— start —
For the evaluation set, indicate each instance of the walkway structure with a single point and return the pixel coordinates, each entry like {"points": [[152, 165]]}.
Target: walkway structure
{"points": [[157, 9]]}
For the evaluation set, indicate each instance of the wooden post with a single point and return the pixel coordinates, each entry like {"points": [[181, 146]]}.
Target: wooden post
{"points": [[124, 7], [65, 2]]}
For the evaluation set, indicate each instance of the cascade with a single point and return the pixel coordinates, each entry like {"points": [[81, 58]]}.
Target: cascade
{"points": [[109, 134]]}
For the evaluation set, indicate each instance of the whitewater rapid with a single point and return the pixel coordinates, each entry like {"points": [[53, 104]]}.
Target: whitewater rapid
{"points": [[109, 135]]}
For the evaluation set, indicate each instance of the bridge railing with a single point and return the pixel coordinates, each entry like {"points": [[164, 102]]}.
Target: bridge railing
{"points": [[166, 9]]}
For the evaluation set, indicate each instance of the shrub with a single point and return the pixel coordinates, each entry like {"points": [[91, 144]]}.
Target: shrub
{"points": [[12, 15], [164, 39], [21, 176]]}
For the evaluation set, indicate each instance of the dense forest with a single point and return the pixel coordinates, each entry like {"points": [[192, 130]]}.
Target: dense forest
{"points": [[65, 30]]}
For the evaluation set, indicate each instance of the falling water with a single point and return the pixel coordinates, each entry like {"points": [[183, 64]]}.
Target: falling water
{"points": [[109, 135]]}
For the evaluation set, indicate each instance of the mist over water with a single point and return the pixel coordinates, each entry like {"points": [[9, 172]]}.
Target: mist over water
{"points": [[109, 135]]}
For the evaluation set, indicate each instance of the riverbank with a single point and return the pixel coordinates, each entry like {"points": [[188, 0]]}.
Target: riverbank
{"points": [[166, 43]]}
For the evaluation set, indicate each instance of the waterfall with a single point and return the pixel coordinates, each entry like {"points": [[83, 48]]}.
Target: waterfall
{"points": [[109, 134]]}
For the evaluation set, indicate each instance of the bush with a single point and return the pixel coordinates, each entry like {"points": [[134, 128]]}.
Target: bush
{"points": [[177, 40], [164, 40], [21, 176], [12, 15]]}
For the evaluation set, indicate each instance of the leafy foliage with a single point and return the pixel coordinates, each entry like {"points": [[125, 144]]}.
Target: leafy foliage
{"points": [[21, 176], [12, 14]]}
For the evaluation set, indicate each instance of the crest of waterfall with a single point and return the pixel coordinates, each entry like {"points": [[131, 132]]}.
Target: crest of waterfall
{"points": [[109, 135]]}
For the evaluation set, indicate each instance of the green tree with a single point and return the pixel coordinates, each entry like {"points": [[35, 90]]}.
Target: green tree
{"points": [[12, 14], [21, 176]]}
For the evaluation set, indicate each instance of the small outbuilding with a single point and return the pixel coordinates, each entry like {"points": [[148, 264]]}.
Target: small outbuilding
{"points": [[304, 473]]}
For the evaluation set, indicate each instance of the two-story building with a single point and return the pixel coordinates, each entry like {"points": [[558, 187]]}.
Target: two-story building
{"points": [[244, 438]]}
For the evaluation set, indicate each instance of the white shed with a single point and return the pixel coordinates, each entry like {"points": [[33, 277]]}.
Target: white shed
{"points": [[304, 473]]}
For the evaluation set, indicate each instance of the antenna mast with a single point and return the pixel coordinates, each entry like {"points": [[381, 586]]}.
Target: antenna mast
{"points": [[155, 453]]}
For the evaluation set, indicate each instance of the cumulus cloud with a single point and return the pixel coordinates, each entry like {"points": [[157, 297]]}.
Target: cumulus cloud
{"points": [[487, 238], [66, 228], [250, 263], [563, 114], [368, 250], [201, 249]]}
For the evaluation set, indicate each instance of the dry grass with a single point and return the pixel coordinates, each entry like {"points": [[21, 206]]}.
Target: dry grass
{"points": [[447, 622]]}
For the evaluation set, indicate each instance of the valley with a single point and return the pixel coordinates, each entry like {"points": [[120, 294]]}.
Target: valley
— end —
### [Objective]
Every entry should be printed again exactly as written.

### [Task result]
For the evaluation set, indicate each instance of the walkway structure with a single point and return the pixel coordinates, each entry like {"points": [[152, 165]]}.
Target: walkway structure
{"points": [[157, 9]]}
For the evaluation set, indicate each instance of the wooden post with a single point and return the pixel coordinates, each entry like {"points": [[181, 146]]}.
Target: wooden post
{"points": [[124, 7], [65, 2]]}
For the evaluation set, indicate each instance of the cascade with a single point and return the pixel coordinates, each entry like {"points": [[81, 58]]}.
Target: cascade
{"points": [[109, 134]]}
For the evaluation set, indicate each instance of the whitewater rapid with a single point and return the pixel coordinates, each entry like {"points": [[53, 104]]}.
Target: whitewater rapid
{"points": [[109, 135]]}
For the evaluation set, indicate each instance of the bridge railing with a single point and return the pixel coordinates, each entry like {"points": [[164, 102]]}.
Target: bridge railing
{"points": [[166, 9]]}
For the evaluation set, indicate each instance of the shrub with a single point and return the pixel coordinates, each entry like {"points": [[91, 144]]}.
Target: shrub
{"points": [[12, 15], [164, 39], [21, 176]]}
For the evaluation set, indicate each instance of the dense forest with a single point and return the pixel coordinates, each entry like {"points": [[192, 130]]}.
Target: dense forest
{"points": [[65, 30]]}
For the evaluation set, indicate each instance of the falling water with a single point and return the pixel coordinates, each entry like {"points": [[183, 64]]}.
Target: falling water
{"points": [[109, 135]]}
For the evaluation set, indicate each instance of the mist over water with a single point and return the pixel coordinates, each entry like {"points": [[9, 172]]}.
Target: mist over water
{"points": [[109, 135]]}
For the evaluation set, indicate each instance of the riverbank with a single point and return the pixel coordinates, each entry like {"points": [[188, 0]]}.
Target: riverbank
{"points": [[166, 43]]}
For the evaluation set, indicate each instance of the waterfall with a single point and return the pixel coordinates, each entry like {"points": [[83, 48]]}.
Target: waterfall
{"points": [[109, 134]]}
For the evaluation set, indicate each instance of the bush with a single point and return the pixel coordinates, each entry like {"points": [[134, 128]]}.
Target: bush
{"points": [[177, 40], [164, 40], [21, 176], [12, 15]]}
For the evaluation set, indicate each instance of the leafy foliage with a single point and return the pixel coordinates, each entry like {"points": [[125, 144]]}.
Target: leafy foliage
{"points": [[21, 176], [12, 14]]}
For the evaluation set, indicate each instance of the crest of waterfall with a single point and return the pixel coordinates, each entry like {"points": [[131, 132]]}.
Target: crest of waterfall
{"points": [[109, 135]]}
For the evaluation set, indicate each instance of the green tree with a single point and return the pixel coordinates, each entry like {"points": [[35, 90]]}.
Target: green tree
{"points": [[12, 14], [21, 176]]}
For the evaluation set, indicate each instance of the small outbuilding with a single point and return the pixel coordinates, each entry like {"points": [[148, 264]]}.
Target: small outbuilding
{"points": [[304, 473]]}
For the evaluation set, indicate each instance of the two-story building with a single point and return the pixel coordinates, each entry like {"points": [[558, 187]]}.
Target: two-story building
{"points": [[244, 438]]}
For the evaluation set, indicate each instance of the white shed with a single point and return the pixel coordinates, each entry like {"points": [[33, 277]]}.
Target: white shed
{"points": [[304, 473]]}
For the evaluation set, indicate each instance of the antenna mast with a single point and return the pixel coordinates, each entry like {"points": [[381, 586]]}.
Target: antenna mast
{"points": [[155, 453]]}
For the evaluation set, indicate each instance of the cumulus cloud with a single point and return the pixel coordinates, each entry like {"points": [[157, 297]]}.
Target: cumulus cloud
{"points": [[487, 238], [66, 228], [250, 263], [563, 114], [368, 250], [201, 249]]}
For the evaluation set, indicate each instance of the dry grass with a single point and return the pixel coordinates, each entry like {"points": [[21, 206]]}.
Target: dry grass
{"points": [[447, 622]]}
For the evaluation set, indicate each instance of the valley with a single point and return the pixel coordinates, each entry like {"points": [[120, 294]]}.
Target: valley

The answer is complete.